:: EXERCISE DIRECTIONS ::
Convert the listing from its first line up to and including the line with "187 0 468 171" into a JSON list of strings, one string per line, omitting blank lines and anything after that line.

Entries on locating named things
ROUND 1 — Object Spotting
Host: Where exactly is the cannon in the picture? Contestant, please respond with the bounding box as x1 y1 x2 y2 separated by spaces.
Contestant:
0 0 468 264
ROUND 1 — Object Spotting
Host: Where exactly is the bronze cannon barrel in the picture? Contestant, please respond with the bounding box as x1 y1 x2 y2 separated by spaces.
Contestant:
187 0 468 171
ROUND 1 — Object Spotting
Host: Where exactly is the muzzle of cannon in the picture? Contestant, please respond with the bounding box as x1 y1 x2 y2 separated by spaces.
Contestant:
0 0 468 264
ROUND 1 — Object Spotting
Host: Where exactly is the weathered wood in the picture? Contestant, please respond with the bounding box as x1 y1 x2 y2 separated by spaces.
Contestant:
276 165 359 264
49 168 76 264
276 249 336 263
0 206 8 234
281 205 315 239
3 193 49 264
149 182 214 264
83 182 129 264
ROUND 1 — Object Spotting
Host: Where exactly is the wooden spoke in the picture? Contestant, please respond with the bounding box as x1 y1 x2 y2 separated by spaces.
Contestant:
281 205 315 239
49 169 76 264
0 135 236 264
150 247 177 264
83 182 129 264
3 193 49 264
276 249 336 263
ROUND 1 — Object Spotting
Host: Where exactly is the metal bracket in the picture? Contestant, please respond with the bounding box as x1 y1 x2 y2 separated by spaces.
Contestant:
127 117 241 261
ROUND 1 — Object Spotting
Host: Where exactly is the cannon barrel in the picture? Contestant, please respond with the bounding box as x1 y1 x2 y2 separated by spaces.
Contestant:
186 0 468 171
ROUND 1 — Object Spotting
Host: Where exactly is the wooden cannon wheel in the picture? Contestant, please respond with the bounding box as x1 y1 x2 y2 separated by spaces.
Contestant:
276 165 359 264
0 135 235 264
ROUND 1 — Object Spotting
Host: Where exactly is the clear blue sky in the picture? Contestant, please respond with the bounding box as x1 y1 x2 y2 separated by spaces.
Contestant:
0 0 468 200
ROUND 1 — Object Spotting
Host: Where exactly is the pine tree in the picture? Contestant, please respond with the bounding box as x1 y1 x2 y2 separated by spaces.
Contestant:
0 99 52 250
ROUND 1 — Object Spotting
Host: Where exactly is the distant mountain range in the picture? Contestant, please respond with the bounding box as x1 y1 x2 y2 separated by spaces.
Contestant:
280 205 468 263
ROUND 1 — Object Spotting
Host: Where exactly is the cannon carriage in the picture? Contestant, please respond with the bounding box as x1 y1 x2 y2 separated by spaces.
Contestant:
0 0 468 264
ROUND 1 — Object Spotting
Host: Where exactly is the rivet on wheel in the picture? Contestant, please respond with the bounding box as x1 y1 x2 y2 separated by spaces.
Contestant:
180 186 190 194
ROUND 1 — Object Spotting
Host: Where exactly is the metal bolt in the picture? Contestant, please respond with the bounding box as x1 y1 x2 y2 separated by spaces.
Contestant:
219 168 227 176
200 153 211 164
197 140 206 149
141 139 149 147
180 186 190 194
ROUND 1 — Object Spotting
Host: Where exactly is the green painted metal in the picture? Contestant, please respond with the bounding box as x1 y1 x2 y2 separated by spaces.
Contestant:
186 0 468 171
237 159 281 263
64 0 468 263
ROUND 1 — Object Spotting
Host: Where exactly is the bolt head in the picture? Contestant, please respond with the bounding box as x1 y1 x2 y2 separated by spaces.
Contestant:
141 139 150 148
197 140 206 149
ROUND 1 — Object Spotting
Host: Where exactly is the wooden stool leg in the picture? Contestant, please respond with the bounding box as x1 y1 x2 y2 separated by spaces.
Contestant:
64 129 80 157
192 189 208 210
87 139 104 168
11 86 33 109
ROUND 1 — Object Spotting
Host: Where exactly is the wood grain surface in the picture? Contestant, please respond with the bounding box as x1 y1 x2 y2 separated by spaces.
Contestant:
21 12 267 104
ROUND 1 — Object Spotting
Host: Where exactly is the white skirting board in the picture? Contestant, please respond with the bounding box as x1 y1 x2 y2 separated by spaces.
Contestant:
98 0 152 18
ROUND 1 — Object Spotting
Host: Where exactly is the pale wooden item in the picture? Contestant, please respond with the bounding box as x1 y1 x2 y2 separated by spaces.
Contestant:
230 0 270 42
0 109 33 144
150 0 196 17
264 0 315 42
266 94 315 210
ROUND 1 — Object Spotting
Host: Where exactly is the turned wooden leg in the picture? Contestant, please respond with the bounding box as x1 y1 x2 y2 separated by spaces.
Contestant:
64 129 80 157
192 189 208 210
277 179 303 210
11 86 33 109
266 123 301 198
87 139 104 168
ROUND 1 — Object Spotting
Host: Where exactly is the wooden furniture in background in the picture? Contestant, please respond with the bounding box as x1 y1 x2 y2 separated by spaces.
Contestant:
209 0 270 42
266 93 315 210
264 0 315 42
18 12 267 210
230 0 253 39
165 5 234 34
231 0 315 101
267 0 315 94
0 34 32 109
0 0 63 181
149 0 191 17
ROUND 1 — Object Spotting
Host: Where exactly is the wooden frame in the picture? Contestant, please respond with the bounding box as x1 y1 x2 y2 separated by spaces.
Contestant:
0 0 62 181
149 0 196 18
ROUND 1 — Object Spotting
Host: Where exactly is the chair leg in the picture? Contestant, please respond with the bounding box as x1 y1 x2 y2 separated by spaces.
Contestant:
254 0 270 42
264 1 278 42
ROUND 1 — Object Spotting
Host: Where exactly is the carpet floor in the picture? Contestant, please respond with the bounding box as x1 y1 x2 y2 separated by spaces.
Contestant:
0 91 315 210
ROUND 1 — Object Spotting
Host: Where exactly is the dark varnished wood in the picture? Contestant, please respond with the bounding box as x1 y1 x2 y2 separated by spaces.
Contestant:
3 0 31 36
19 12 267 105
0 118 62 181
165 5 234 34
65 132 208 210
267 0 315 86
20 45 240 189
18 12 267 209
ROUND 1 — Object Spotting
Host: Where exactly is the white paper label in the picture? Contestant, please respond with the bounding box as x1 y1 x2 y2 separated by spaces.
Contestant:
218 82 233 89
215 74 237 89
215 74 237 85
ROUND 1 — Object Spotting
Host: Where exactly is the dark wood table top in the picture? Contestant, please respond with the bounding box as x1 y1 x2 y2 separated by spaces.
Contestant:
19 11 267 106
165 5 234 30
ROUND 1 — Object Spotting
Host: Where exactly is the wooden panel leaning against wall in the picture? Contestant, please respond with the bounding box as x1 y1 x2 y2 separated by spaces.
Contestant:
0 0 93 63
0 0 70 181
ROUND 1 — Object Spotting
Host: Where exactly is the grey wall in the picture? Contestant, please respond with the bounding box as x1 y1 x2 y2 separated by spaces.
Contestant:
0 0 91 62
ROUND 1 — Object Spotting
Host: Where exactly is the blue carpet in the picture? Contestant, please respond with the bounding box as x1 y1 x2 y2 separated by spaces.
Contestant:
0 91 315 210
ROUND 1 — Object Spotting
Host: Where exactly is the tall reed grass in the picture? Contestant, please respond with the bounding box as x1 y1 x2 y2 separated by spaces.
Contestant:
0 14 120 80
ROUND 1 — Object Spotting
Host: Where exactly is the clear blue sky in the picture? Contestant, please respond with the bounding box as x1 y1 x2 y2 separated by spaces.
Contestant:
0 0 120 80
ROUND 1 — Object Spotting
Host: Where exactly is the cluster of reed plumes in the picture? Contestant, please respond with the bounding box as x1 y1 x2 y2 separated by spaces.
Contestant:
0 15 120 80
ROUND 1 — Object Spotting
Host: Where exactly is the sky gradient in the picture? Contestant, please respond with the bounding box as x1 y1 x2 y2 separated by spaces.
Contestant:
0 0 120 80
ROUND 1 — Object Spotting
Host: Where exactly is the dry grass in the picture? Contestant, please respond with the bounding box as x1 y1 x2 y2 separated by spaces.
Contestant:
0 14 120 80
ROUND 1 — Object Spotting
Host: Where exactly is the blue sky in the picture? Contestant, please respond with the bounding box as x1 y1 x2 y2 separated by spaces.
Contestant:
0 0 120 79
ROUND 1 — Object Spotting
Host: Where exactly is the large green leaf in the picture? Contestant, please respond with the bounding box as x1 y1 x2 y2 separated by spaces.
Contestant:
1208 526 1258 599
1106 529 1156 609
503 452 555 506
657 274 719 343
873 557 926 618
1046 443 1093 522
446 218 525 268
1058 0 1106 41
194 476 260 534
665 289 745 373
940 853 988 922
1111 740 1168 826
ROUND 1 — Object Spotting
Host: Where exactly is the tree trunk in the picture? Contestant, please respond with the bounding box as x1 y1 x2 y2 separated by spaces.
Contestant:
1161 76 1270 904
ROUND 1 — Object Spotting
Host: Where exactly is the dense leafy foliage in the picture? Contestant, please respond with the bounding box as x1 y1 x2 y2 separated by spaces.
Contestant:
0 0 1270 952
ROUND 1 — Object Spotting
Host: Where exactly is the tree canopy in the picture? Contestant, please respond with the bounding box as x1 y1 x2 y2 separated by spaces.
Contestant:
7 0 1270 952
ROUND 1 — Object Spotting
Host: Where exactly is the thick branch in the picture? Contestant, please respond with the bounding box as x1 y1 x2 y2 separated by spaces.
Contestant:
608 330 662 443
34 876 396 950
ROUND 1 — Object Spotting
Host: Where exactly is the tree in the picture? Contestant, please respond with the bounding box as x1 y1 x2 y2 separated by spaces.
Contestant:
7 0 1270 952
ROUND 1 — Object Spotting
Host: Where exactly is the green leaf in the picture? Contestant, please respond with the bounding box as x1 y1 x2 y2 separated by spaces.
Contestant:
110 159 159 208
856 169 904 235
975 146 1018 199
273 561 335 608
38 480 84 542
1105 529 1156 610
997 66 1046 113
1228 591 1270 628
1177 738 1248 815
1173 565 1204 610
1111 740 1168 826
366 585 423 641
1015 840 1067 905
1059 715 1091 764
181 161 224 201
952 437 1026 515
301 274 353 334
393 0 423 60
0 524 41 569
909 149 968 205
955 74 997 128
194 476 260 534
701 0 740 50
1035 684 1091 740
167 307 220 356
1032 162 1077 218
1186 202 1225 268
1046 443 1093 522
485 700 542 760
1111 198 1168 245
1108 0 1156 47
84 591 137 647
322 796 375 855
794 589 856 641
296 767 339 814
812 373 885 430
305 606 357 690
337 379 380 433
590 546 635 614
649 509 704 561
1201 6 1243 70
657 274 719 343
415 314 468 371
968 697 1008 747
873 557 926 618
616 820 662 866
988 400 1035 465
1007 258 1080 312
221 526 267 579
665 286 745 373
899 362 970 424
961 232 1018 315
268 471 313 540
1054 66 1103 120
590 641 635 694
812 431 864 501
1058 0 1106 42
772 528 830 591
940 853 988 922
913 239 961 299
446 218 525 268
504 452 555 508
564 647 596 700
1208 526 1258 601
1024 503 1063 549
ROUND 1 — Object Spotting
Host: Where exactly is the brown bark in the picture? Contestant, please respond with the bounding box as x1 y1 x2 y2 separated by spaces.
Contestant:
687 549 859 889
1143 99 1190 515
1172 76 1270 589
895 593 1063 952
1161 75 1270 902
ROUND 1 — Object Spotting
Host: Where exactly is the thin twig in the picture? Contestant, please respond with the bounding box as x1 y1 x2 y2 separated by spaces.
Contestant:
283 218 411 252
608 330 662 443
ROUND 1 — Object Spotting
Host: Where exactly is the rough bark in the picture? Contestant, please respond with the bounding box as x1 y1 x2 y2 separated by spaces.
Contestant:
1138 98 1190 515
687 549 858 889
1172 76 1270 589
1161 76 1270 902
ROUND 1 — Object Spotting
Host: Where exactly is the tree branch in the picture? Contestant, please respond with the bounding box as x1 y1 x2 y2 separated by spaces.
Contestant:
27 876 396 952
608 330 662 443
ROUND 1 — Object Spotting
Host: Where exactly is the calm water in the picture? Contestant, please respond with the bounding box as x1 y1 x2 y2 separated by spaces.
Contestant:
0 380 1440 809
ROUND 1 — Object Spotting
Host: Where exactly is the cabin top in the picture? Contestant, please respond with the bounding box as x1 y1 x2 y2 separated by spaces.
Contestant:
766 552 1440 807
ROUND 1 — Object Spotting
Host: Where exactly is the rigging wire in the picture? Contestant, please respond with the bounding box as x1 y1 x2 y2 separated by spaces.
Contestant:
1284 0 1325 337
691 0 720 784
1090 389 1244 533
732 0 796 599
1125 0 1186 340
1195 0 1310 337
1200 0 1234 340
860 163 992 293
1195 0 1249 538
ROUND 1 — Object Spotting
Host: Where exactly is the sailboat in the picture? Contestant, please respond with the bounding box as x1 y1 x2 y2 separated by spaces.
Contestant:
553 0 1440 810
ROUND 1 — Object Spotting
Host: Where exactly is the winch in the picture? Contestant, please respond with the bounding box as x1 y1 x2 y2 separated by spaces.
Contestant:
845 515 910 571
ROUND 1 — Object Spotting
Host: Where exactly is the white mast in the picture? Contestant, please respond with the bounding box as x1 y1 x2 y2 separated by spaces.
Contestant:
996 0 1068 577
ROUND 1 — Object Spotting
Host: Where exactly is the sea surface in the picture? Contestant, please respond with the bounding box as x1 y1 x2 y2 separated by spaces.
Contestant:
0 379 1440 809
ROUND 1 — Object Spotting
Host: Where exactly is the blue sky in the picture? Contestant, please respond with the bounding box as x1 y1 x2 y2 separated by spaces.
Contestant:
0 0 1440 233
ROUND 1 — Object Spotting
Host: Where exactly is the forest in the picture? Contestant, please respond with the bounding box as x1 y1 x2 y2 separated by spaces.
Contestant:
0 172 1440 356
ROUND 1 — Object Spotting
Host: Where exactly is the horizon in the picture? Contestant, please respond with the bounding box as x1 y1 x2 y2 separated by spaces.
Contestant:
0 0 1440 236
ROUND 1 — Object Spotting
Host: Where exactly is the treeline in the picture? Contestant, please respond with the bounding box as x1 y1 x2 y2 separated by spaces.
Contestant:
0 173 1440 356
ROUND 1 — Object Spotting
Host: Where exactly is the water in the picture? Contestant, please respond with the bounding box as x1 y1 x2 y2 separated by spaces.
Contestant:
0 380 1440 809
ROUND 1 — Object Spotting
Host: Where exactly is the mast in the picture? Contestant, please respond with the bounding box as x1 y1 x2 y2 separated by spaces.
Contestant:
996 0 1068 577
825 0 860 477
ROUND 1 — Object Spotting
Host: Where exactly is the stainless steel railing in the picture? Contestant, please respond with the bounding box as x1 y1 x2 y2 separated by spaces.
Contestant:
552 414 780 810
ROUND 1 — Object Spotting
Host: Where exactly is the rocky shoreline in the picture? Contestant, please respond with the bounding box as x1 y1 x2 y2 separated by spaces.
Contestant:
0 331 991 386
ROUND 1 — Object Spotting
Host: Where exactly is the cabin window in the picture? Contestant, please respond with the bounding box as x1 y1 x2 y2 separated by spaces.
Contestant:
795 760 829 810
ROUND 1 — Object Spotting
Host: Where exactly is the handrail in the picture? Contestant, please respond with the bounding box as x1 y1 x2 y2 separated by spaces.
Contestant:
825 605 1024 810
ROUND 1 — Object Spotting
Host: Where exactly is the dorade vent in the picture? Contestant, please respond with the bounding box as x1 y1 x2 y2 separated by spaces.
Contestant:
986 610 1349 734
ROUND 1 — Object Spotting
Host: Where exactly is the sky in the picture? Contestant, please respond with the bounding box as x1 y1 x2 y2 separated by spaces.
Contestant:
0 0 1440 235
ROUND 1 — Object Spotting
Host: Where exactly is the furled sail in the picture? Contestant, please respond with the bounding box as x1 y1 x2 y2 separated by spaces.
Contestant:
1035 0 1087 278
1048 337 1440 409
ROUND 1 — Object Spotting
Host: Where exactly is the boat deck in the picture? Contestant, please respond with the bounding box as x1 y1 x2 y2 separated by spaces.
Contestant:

:: OUTPUT BELOW ::
[
  "ROUND 1 — Object Spotting",
  "Host: Where exactly is the cannon in the picture? Contestant, please respond with the bounding box as x1 y1 x2 y2 separated by spaces.",
  "Contestant:",
  "0 0 468 264",
  "ROUND 1 — Object Spotting",
  "Host: Where exactly is the bronze cannon barrel in the picture? Contestant, please respond with the bounding box as x1 y1 x2 y2 separated by spaces.",
  "Contestant:",
  "187 0 468 171"
]